→ SELECTED EXTRACT:
Infer time, date or datetime formats from last poll count rows.

Parameters:

Name	Type	Description	Default
`poll`	`int`	The number of last sample rows to poll for type and format consistency.	required

Returns:

Type	Description
`list[str \| None]`	A tuple containing a list of formats the same length as last polled
`bool`	row and a boolean indicating if the formats are consistent across
`tuple[list[str \| None], bool]`	the polled rows. Columns that are not time, date or datetime type
`tuple[list[str \| None], bool]`	have a format of None.

Source code in src/tabbed/sniffing.py

def datetime_formats(
    self,
    poll: int,
    exclude: list[str] = ['', ' ', '-', 'nan', 'NaN', 'NAN'],
) -> tuple[list[str | None], bool]:
    """Infer time, date or datetime formats from last poll count rows.

    Args:
        poll:
            The number of last sample rows to poll for type and format
            consistency.

    Returns:
        A tuple containing a list of formats the same length as last polled
        row and a boolean indicating if the formats are consistent across
        the polled rows. Columns that are not time, date or datetime type
        have a format of None.
    """

    fmts = {
        time: parsing.time_formats(),
        date: parsing.date_formats(),
        datetime: parsing.datetime_formats(),
    }
    polled = []
    for row in self.rows[-poll:]:
        row_fmts = []
        for astring, tp in zip(row, self.types(poll, exclude)[0]):
            fmt = (
                parsing.find_format(astring, fmts[tp])
                if tp in fmts
                else None
            )
            row_fmts.append(fmt)
        polled.append(row_fmts)

    # consistency within each column of polled
    consistent = all(len(set(col)) == 1 for col in list(zip(*polled)))

    return polled[-1], consistent

`header(poll, exclude=['', ' ', '-', 'nan', 'NaN', 'NAN'])`

Detects the header row (if any) from this Sniffers sample rows.

Headers are located using one of two possible methods. 1. If the last row contains mixed types and the last poll rows have consistent types, then the first row from the last whose types differ from the last row types and whose length matches the last row is taken as the header. 2. If the last poll rows are all string type. The first row from the last with string values that have never been seen in the previous rows and whose length matches the last row is taken to be the header. Caution, the poll amount should be sufficiently large enough to sample the possible string values expected in the data section. If the header is not correct, consider increasing the poll rows parameter.

→ TO DO:
1. In the datetime_formats documentation, rewrite the part that opens with the words containing "if tp in fmts" and closes with "col in list(zip(*polled)))", substituting "sampled" for "polled".
2. According to the datetime_formats documentation, what format do columns that are not time, date or datetime type have?

Labeled area outline items
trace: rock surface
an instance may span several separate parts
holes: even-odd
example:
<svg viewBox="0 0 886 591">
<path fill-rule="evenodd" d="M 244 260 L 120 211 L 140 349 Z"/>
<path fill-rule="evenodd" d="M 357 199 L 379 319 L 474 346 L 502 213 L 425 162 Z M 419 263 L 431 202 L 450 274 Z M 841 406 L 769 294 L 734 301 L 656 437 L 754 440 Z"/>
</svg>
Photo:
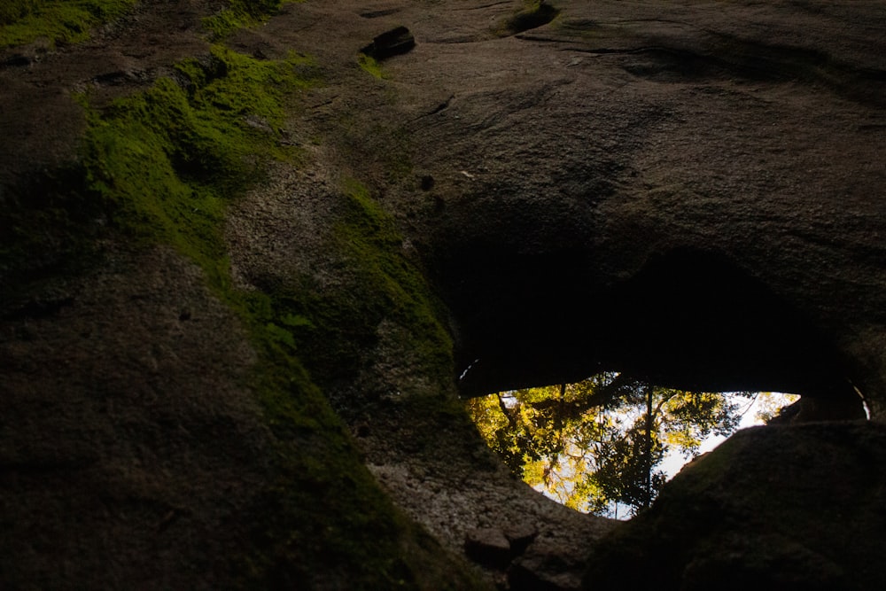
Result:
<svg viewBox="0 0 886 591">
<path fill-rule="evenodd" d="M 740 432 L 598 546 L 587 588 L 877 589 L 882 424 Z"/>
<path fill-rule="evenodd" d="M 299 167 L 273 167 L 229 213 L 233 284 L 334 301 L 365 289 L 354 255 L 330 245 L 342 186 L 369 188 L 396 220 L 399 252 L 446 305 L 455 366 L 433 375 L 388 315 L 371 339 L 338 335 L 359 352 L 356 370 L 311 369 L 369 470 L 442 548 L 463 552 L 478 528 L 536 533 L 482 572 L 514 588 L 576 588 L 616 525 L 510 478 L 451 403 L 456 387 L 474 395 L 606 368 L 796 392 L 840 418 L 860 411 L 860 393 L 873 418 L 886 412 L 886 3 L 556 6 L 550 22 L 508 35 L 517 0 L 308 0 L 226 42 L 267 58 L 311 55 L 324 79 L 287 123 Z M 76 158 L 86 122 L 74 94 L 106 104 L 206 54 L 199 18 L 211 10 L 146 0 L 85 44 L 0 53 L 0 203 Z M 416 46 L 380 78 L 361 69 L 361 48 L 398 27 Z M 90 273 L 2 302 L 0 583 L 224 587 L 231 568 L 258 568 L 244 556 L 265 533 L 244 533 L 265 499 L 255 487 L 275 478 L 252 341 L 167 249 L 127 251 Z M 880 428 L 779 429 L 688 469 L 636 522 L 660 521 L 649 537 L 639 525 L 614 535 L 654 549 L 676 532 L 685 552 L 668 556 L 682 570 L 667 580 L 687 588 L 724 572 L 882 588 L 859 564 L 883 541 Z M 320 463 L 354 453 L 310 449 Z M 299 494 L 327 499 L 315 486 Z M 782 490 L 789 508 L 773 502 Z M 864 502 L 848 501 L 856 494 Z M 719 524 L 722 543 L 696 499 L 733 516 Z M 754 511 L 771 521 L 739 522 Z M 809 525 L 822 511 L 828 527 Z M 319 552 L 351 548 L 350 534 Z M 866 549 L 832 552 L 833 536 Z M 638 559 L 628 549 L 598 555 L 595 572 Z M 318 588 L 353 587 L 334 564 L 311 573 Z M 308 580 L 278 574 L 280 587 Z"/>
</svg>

* * *

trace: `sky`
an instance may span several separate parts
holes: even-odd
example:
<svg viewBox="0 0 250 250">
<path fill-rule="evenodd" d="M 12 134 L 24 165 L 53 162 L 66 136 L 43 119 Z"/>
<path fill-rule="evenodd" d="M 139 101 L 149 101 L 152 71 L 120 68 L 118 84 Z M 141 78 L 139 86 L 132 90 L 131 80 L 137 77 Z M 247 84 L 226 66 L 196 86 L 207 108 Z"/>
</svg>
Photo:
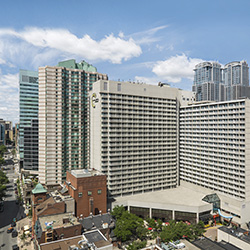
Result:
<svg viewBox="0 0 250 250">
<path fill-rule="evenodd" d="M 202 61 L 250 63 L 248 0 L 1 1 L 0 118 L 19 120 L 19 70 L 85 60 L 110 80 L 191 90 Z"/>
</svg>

...

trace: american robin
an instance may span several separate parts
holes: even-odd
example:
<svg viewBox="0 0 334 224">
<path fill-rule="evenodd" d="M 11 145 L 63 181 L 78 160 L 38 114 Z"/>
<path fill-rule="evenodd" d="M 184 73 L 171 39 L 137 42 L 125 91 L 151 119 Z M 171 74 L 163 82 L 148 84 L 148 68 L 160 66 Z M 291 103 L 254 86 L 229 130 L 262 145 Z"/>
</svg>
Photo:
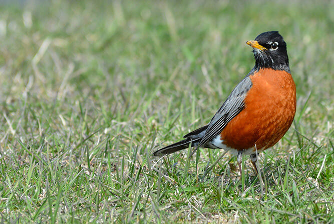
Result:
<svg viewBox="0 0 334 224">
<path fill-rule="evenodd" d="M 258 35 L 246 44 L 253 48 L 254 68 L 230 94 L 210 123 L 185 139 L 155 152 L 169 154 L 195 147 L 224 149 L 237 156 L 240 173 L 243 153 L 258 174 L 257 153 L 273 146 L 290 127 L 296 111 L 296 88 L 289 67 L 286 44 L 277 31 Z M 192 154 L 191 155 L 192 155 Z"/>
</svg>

→ ANSWERS BELOW:
1.
if tp in fmts
                else None
            )
            row_fmts.append(fmt)
        sampled.append(row_fmts)

    # consistency within each column of sampled
    consistent = all(len(set(col)) == 1 for col in list(zip(*sampled)))

2. They have a format of None.